Exercise
Number each line in the stretch of material from the line containing "Nesting-site review: place a pin on each instance of the thick" through the line containing "x=93, y=278", both included, as a list, and skip any blank lines.

---- Input data

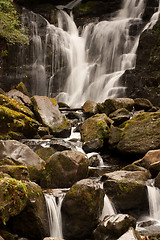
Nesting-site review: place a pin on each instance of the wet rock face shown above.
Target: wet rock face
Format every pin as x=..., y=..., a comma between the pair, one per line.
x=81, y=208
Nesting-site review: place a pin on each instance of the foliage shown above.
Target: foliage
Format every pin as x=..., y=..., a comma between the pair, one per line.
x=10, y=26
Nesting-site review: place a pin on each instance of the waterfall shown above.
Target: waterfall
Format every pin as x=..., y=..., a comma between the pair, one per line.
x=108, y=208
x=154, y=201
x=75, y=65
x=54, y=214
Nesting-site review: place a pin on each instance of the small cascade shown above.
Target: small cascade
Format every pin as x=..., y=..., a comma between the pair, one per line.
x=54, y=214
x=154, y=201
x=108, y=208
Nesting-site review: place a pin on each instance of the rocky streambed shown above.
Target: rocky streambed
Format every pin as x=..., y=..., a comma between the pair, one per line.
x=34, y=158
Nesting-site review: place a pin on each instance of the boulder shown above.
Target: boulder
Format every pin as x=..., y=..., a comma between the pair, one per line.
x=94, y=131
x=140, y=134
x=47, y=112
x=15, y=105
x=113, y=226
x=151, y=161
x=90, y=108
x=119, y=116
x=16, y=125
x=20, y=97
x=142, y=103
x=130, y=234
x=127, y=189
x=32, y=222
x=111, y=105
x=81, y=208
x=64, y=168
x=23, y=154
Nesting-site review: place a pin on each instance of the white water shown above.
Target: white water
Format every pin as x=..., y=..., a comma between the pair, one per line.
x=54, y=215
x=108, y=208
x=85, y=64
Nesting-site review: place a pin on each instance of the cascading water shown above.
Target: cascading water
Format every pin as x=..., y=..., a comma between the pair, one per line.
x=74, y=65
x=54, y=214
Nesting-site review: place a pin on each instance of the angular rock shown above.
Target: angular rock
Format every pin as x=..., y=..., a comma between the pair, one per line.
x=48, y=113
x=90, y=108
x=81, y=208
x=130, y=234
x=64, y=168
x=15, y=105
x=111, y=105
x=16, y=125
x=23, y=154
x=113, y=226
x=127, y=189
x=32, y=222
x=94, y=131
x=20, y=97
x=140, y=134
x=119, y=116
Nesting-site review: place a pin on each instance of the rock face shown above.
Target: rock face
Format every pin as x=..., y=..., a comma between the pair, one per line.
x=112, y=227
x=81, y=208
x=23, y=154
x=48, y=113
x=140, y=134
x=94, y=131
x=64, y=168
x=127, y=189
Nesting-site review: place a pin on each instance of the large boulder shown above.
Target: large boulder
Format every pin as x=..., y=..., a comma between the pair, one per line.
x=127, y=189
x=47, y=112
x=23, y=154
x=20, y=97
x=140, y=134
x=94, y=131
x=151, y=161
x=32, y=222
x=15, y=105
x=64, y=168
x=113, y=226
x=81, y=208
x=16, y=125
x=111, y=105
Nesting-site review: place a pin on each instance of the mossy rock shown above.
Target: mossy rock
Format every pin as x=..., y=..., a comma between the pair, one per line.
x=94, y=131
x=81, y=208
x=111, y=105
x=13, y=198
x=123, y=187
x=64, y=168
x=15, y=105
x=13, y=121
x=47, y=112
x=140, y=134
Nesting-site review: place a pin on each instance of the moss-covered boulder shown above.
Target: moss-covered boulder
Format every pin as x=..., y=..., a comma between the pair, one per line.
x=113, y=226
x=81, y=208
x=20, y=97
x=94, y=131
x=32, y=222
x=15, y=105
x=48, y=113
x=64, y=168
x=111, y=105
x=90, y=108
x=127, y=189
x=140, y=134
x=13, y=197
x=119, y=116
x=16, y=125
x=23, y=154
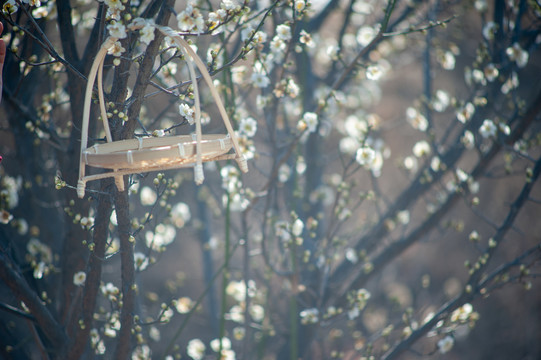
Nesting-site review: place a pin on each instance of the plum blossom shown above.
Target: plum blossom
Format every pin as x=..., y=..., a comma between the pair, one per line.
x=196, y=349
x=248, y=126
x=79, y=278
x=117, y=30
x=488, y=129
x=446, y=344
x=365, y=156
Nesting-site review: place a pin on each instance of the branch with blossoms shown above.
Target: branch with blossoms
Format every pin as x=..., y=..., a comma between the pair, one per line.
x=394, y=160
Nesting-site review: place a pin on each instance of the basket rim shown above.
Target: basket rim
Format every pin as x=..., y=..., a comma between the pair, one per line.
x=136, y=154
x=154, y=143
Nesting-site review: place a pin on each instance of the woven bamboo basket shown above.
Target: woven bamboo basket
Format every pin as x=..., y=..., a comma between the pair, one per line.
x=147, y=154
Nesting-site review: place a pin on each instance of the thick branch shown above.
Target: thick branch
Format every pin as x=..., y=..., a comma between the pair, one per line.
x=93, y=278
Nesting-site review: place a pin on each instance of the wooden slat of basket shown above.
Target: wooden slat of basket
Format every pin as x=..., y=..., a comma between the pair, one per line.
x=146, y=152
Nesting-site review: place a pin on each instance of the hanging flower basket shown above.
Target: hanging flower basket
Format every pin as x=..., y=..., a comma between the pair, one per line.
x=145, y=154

--------
---- Input data

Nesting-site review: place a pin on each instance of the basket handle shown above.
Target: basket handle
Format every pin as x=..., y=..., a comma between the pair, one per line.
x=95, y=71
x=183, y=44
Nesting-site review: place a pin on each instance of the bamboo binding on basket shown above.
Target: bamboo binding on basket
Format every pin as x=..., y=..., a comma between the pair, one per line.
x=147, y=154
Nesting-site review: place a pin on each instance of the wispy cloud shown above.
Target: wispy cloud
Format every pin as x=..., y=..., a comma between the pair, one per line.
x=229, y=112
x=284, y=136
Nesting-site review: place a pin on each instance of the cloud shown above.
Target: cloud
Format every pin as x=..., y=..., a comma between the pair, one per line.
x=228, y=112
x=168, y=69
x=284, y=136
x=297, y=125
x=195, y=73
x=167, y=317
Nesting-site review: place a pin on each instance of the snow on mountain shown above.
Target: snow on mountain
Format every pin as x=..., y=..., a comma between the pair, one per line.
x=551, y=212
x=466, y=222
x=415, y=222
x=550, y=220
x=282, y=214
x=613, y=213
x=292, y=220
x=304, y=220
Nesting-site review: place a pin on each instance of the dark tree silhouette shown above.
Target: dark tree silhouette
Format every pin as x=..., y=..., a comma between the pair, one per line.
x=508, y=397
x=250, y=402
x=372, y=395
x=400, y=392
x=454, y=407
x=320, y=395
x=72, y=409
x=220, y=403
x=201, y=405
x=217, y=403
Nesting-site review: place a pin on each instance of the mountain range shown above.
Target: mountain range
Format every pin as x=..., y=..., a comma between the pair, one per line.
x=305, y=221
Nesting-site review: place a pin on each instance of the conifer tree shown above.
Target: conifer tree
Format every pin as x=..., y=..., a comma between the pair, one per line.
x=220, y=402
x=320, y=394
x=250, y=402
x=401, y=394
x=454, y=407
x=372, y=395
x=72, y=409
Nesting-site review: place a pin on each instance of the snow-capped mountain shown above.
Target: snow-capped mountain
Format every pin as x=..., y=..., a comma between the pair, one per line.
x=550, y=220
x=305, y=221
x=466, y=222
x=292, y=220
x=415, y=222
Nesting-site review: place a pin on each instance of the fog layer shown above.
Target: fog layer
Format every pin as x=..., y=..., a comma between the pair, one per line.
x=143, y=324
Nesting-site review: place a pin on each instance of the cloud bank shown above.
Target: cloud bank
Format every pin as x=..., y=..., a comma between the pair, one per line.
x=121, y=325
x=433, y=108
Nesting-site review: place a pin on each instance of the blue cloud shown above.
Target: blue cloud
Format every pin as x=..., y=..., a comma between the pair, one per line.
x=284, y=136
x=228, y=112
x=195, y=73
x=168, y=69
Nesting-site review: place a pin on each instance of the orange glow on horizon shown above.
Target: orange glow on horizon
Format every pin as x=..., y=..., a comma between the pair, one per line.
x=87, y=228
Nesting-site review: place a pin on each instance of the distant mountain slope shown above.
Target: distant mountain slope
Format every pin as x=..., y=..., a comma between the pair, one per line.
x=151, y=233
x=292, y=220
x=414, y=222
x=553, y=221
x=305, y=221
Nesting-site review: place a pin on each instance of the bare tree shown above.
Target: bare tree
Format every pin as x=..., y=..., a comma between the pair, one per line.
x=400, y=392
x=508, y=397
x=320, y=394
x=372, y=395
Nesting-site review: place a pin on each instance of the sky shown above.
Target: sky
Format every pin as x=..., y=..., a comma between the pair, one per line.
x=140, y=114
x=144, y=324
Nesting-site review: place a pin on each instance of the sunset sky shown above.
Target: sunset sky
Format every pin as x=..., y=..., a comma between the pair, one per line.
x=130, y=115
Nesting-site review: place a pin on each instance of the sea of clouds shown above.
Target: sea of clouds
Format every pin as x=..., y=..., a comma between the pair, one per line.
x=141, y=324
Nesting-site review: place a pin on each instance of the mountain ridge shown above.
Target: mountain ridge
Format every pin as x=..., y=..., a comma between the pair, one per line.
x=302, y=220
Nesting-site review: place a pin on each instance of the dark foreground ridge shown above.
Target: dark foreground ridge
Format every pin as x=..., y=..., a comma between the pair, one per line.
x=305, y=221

--------
---- Input data

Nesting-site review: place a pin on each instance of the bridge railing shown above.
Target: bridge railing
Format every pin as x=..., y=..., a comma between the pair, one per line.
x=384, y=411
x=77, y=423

--------

Answer to the task
1. Nesting-site review: place a pin on each instance of the thick branch shown above.
2. Target: thick branch
3. Format every pin as x=..., y=..., a comma between the pair, one per line.
4. x=93, y=278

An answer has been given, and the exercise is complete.